The resulting LCZ maps of Sydney and Melbourne are shown in Figures 2, 3, respectively (Conroy, 2021; Nazarian, 2022). There were 13 LCZs identified in greater Sydney (8 built-up and five natural classes) with three dominating built-up categories: sparsely built, open low-rise, and compact low-rise (Figure 2A). In greater Melbourne, 14 LCZs were classified (8 built-up and six natural classes) with open low-rise and sparsely built areas representing more than 80% of the built up LCZs (Figure 3-left). The higher percentage of low plants in greater Melbourne can be explained by the larger number of local farms in the area. A higher percentage of compact low-rise neighbourhoods in Sydney is observed in older inner-city suburbs that are often water-bound and in the proximity of the central business district areas. Overall, both cities only have a small percentage of compact LCZs presented (19 and 6% of built-up LCZs for greater Sydney and Melbourne, respectively) a consequence of the low-density suburban sprawl which comprises most Australian cities.

FIGURE 2

FIGURE 2. Local Climate Zone map of greater Sydney, Australia (B) obtained using local training areas and LCZ Generator tool (Demuzere et al., 2021) shown together with the histogram distribution of LCZ classes across the area (A).

FIGURE 3

FIGURE 3. Same as Figure 2 for greater Melbourne, Australia.

2.2 Geoscape Derived Datasets

2.2.1 Land Cover Data

An independent high resolution dataset of two-dimensional land cover (Geoscape Surface Cover v1.6, 2020) was used to define surface cover fractions and enable comparison with the LCZ approach. The Geoscape surface data consists of 10 surface type categories at 2 m resolution, collected through remote sensing between 2017 and 2019, with coverage of all Australian towns and cities with populations greater than 200 persons. Coverage outside of urban areas is also available at 30 m resolution across the Australian continent (not used). Accuracy of land cover classification is greater than 90% (Geoscape Surface Cover v1.6, 2020). Using the 2 m urban data for two Australian cities, Sydney and Melbourne, we resample the ten Geoscape surface classes into six primary categories and two secondary categories (Table 3) at 100 m resolution. Cloud and shadow categories are not retained but are used to rescale other fractions so that primary and secondary categories each sum to 1 within grids.

TABLE 3

TABLE 3. Surface cover categories for the original Geoscape data and the derived dataset.

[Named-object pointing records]
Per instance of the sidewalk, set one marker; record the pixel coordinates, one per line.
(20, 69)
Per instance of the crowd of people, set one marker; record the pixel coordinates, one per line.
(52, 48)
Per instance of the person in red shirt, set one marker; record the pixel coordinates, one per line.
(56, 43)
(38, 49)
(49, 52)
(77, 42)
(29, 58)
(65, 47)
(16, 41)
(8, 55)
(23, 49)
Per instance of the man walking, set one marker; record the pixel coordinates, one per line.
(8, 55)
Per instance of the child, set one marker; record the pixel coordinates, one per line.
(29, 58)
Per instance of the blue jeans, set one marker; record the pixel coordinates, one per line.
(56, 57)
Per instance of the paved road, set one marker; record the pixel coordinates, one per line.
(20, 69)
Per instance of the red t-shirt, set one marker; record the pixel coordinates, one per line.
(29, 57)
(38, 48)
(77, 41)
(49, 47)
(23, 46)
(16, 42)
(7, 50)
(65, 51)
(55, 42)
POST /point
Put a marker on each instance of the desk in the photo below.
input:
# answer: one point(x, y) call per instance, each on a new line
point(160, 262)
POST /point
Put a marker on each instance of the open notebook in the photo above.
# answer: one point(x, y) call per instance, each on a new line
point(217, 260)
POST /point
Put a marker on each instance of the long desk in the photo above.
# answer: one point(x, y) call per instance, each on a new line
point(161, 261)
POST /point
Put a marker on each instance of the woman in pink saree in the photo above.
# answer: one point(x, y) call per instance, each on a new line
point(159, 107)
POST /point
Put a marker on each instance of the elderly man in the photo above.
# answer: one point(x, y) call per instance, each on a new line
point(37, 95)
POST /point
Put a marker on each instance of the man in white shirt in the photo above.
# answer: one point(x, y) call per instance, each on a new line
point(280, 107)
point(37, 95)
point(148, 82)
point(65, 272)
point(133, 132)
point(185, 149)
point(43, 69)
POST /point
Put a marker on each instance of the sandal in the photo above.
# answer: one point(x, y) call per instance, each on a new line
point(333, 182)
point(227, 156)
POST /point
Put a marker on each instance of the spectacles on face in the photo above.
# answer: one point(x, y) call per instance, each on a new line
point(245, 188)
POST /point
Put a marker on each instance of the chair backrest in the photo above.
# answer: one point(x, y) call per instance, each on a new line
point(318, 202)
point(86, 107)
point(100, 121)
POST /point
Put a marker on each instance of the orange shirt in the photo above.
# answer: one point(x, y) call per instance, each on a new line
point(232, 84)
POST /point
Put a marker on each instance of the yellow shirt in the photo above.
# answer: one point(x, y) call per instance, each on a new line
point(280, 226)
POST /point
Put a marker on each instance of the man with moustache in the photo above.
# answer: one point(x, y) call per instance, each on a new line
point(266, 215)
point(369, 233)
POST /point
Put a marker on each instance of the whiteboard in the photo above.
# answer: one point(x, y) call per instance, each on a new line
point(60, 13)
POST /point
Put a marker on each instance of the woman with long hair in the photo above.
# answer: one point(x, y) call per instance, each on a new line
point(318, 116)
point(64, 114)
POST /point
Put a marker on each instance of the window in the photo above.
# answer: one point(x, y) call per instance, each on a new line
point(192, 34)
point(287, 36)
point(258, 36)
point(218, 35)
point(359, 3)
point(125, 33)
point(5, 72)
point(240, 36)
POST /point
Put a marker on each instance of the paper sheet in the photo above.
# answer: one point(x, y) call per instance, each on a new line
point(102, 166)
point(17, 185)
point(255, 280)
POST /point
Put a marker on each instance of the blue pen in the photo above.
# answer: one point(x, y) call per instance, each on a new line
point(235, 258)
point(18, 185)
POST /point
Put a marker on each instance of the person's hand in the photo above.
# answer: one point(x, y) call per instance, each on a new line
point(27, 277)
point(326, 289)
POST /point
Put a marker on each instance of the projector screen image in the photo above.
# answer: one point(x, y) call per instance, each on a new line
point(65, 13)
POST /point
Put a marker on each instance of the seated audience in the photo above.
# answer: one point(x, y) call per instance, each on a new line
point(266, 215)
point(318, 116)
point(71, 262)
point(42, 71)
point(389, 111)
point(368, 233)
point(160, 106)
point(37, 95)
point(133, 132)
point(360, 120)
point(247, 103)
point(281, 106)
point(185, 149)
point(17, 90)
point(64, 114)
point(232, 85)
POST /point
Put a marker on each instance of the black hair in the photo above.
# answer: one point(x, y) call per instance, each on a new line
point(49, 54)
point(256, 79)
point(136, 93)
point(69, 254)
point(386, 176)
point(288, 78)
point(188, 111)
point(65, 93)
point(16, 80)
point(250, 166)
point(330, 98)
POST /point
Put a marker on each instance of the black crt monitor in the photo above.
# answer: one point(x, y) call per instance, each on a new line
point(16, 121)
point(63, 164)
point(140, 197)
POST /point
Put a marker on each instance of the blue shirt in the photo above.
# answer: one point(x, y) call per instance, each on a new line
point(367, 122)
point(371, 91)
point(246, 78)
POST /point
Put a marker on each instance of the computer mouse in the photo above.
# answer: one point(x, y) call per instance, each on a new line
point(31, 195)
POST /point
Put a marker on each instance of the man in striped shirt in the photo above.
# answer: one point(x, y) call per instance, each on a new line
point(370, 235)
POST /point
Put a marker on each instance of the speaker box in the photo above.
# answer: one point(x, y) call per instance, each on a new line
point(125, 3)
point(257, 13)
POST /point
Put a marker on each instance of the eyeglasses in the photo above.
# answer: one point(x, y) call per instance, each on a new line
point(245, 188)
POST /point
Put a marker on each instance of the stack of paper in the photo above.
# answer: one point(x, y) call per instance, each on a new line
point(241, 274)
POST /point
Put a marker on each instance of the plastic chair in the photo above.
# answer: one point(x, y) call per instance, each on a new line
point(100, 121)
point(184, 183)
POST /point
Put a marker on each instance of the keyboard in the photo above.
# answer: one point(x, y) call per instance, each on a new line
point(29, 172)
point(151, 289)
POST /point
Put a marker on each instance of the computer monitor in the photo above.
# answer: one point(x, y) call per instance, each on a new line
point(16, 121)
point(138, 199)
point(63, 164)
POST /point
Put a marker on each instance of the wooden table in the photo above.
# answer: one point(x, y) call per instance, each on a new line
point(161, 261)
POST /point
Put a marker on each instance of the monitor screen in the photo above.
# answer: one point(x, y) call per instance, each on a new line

### Problem description
Please continue the passage on Sydney and Melbourne land cover from its last line.

### Output below
2.2.2 Morphology Data

Three-dimensional morphology data are derived from the datasets of buildings (Geoscape Buildings v2.0, 2020) and trees (Geoscape Trees v1.6, 2020). The buildings data consist of geolocated outlines of buildings within Australia with area greater than 9 m² (approximately 15 million buildings), along with associated building metadata such as roof height. Trees data are raster-based with canopy height at 2 m resolution. Buildings and Trees datasets were collected through remote sensing (predominantly between 2017 and 2019) and processed through automated and manual processes using satellite-derived Digital Surface Model (DSM) or Digital Elevation Model (DEM) and aerial-derived stereo digitisation information. Vertical accuracy is approximately 0.1 m for aerial and 1 m for satellite derived building and tree heights. Horizontal accuracy is approximately 0.2 m for aerial and 2.5 m for satellite derived positioning (Geoscape Buildings v2.0, 2020; Geoscape Trees v1.6, 2020).

With these datasets we derive a range of gridded morphological statistics that are commonly used in urban modelling and observational studies (source code available in Supplementary Material). First, we calculate each building’s external wall area by multiplying building perimeter with building height (defined here as the average of building roof and eave heights), and each building’s frontal area is calculated by averaging the cross-sectional area of a building in two cardinal directions. These building-specific parameters are then used to calculate gridded statistics.

The gridded mean, maximum and standard deviations of building height ($H_{avg},H_{max}$, $H_{std}$) are calculated, with building footprint area used to weight $H_{avg}$ so that buildings with larger plan area have greater influence on grid height statistics. Wall area density $\left({\lambda }_w\right)$ is calculated by summing the building wall area within a grid and divided by the grid plan area. Frontal area density $\left({\lambda }_f\right)$ is calculated by summing building frontal areas and dividing by grid plan area (Grimmond and Oke, 1999).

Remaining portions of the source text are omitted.